→ Aim of the task
Please copy the listing below word for word, starting at its first line and stopping after the line that contains "[240,234,317,334]".

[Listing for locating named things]

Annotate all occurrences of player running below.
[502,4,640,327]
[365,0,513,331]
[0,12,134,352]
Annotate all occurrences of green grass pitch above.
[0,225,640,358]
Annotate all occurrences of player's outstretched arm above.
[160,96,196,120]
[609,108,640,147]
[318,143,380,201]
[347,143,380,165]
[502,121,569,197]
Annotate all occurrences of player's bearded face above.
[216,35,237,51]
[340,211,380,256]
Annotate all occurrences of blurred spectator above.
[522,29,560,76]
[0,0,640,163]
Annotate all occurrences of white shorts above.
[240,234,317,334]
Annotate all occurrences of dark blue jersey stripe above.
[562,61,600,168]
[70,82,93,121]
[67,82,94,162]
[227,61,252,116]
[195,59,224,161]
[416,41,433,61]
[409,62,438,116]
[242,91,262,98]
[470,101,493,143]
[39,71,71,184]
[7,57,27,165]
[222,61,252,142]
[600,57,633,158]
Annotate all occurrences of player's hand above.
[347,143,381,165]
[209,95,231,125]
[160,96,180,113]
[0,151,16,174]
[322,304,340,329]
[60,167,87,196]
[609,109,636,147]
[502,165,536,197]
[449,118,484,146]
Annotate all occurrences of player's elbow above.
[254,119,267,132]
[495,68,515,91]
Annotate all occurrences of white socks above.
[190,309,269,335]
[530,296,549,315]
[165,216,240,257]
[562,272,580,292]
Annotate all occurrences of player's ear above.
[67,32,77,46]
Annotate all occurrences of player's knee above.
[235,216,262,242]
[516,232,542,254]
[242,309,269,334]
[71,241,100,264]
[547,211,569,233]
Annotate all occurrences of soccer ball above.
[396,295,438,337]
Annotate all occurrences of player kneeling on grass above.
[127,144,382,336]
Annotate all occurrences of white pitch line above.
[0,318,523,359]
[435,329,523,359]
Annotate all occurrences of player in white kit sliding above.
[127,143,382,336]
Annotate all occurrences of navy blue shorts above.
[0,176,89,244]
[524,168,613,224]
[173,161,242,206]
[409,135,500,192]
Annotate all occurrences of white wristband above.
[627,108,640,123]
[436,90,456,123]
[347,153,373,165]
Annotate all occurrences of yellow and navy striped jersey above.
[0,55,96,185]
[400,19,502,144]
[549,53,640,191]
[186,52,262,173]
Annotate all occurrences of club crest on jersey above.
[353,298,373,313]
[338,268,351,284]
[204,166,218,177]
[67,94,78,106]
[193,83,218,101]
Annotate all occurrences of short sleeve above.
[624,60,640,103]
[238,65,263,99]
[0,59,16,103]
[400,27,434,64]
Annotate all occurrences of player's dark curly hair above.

→ Exercise output
Annotate all occurrences of player running below.
[502,4,640,327]
[365,0,513,331]
[0,12,134,352]
Annotate all occurrences of green grass pitch above.
[0,225,640,358]
Annotate all occurrences of player's outstretched arm above.
[160,96,196,120]
[609,108,640,147]
[318,143,380,201]
[347,143,380,165]
[502,121,569,197]
Annotate all occurrences of player's bearded face above.
[216,35,237,51]
[340,211,380,256]
Annotate all occurrences of blurred spectator above.
[522,29,560,76]
[0,0,640,163]
Annotate all occurrences of white shorts above.
[240,234,317,334]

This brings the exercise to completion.